문제 설명. 아래 기록에서 "Indicate every instance of the girl"이 들어 있는 줄부터 기록의 마지막 줄까지를 추출해 한 글자도 바꾸지 말고 그대로 옮겨 적으세요.
───── 기록 목록
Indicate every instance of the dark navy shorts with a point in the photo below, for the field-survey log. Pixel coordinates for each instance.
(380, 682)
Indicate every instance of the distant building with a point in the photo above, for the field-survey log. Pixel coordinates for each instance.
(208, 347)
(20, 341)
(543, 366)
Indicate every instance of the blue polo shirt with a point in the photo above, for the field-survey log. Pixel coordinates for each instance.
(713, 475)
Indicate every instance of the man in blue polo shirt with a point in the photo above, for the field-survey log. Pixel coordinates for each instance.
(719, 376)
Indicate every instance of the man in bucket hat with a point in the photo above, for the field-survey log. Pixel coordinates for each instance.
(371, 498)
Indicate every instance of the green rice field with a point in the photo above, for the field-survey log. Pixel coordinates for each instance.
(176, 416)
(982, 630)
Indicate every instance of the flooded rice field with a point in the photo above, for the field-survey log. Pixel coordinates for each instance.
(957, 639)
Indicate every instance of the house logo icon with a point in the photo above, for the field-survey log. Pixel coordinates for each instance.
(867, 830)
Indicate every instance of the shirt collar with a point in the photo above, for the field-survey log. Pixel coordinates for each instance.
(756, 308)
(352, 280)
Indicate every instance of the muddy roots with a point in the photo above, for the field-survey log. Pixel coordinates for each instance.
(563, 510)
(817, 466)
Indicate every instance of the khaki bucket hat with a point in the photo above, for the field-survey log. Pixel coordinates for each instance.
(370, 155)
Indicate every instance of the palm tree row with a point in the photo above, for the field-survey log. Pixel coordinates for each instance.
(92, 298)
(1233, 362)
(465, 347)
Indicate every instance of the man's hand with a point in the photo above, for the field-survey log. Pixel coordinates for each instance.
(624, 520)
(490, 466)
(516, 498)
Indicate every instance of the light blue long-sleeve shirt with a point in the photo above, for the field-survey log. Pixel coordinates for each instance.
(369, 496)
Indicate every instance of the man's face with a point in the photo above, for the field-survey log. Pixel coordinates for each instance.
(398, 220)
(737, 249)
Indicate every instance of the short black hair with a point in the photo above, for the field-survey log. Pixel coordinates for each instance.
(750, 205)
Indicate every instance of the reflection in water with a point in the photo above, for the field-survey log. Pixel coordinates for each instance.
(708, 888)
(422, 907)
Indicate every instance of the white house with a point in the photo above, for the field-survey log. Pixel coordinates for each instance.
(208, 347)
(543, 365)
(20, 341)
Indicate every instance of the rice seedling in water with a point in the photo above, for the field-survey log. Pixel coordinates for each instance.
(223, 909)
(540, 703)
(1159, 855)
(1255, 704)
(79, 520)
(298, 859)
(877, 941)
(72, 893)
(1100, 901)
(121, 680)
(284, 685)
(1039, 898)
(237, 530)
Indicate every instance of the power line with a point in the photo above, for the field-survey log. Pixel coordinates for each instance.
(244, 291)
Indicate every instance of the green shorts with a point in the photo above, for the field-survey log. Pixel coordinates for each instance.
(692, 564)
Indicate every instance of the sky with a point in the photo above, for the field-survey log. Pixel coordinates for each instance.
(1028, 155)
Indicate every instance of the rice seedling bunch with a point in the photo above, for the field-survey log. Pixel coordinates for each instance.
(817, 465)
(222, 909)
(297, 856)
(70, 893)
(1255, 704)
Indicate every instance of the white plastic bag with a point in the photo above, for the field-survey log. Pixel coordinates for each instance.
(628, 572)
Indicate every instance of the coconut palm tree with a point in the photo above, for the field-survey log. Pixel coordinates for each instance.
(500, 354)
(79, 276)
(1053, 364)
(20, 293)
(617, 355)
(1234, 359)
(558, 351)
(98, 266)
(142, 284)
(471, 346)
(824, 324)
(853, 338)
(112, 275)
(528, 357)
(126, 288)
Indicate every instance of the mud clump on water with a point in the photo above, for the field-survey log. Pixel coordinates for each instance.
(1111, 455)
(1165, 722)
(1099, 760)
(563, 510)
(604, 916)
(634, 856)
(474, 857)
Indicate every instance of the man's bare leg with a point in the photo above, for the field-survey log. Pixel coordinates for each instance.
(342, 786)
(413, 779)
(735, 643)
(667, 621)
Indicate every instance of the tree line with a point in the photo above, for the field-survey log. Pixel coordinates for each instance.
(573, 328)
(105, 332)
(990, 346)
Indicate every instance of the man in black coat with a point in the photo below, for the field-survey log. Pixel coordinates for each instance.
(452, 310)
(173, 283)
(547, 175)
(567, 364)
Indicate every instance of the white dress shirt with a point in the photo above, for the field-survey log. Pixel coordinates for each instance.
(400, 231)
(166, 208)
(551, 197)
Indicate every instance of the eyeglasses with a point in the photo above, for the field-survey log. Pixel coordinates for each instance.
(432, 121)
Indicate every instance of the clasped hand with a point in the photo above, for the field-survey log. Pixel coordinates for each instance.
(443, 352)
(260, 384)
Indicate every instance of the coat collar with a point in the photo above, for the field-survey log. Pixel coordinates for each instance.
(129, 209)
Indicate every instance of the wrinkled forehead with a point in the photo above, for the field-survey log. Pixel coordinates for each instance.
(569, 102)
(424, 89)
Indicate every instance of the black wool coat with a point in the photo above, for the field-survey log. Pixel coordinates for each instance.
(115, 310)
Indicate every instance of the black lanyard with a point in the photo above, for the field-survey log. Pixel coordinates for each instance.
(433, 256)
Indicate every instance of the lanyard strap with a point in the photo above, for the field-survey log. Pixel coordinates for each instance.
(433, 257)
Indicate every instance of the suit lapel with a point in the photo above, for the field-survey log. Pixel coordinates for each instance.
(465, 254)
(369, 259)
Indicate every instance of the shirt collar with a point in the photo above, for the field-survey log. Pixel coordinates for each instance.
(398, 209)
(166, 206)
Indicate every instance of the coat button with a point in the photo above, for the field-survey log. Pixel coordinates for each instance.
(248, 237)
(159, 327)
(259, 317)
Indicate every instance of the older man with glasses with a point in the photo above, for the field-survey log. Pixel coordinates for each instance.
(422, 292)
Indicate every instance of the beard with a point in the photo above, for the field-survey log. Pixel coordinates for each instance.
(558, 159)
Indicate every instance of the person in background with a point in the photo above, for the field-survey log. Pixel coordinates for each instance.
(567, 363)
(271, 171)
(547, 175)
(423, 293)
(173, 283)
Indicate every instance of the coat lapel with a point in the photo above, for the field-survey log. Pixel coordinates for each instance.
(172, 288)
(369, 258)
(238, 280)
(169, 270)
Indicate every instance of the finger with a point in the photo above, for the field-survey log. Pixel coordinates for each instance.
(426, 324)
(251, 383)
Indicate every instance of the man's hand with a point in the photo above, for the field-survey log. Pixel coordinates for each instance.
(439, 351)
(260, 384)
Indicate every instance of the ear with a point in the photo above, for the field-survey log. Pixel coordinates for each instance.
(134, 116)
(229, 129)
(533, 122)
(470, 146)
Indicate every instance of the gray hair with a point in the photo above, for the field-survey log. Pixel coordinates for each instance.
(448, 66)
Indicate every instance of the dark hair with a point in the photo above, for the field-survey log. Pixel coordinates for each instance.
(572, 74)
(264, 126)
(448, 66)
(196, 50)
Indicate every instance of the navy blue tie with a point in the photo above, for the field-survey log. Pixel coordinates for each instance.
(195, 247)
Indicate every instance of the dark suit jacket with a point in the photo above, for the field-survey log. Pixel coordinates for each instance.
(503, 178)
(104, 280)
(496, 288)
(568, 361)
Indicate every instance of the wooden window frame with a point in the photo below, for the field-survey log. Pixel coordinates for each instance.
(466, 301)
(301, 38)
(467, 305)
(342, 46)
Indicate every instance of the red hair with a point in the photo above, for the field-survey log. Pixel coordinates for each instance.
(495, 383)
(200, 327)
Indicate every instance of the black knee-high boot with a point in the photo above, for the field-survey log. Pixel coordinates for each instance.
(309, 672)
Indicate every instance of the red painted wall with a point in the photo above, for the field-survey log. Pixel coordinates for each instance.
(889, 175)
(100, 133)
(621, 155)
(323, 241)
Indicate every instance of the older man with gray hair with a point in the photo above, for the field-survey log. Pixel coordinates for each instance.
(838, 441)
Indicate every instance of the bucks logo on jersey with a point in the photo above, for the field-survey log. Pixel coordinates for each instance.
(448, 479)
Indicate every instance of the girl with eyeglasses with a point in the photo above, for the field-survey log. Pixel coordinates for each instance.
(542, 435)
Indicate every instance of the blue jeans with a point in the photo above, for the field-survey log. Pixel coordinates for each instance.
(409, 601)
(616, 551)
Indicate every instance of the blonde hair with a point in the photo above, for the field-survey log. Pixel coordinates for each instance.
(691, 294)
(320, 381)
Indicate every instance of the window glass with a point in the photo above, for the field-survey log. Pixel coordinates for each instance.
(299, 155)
──────────
응답.
Indicate every instance of the girl with eyeglasses with a point in the photo above, for the field-survey log. Pixel coordinates for each instance.
(542, 435)
Indicate every instance of the blue jeans with a point in the photo above, for the field-survey log. Pixel coordinates for each instance.
(409, 601)
(616, 551)
Indicate every instance of the blonde hair with a point in the photo above, for the field-survey log. Pixel coordinates for each instance.
(691, 294)
(320, 381)
Indicate every instance of the window glass with a point in the photo above, for the field-survey log. Pixel coordinates for each instance.
(299, 155)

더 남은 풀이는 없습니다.